--- Short task ---
Count the lines in the listing below that contain the string "building", and give only the number.

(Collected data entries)

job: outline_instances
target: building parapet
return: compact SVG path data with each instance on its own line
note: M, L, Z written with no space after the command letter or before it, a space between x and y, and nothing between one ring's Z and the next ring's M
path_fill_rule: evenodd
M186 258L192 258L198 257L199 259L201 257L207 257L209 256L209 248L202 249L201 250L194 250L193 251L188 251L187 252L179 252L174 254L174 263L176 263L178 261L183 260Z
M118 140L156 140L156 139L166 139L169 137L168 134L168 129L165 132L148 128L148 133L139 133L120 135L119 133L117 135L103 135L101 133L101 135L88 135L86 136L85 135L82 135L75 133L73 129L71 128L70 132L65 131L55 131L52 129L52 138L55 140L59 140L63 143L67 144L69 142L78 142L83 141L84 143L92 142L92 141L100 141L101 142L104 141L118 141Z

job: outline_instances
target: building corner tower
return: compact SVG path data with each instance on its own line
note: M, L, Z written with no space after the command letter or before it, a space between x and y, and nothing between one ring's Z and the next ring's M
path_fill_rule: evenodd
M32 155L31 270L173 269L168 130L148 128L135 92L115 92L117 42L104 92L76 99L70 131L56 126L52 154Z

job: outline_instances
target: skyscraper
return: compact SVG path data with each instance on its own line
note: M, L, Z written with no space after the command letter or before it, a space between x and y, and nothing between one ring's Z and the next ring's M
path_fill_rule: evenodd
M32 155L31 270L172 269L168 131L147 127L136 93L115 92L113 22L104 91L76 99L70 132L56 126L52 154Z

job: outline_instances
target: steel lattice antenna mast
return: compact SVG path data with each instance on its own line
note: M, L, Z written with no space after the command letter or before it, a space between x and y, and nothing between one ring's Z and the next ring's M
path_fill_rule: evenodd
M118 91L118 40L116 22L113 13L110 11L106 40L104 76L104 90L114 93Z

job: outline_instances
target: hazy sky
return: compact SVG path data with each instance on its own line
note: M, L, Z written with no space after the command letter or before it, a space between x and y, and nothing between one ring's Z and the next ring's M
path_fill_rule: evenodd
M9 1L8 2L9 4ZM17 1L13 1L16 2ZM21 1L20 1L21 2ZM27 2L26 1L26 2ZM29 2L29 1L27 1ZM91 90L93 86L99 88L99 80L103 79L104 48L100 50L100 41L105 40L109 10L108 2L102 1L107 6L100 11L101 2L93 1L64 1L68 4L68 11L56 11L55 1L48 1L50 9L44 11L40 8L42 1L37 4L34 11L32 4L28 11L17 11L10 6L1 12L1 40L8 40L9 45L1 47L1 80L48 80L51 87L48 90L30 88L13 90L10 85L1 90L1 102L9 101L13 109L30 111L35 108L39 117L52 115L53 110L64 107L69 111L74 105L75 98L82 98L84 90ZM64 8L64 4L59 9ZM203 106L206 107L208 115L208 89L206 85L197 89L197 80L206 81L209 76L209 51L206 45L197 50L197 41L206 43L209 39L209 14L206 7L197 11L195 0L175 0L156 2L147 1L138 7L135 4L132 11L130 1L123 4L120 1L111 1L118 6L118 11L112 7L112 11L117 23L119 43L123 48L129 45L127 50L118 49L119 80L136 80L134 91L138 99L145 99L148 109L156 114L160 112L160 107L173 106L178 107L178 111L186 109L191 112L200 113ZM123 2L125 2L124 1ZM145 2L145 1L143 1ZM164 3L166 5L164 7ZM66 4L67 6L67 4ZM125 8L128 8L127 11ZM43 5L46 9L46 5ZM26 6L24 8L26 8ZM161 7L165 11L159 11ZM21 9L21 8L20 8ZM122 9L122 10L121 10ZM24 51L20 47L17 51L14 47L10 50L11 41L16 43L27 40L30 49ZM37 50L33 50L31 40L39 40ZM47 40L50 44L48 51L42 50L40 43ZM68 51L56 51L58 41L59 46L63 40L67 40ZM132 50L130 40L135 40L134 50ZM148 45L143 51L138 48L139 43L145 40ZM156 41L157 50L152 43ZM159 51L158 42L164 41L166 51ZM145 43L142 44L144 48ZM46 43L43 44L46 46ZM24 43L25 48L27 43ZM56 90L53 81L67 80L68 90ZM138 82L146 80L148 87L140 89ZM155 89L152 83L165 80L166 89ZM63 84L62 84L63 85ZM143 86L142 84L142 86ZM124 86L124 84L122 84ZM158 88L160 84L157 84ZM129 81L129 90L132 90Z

--- Response to the task ---
2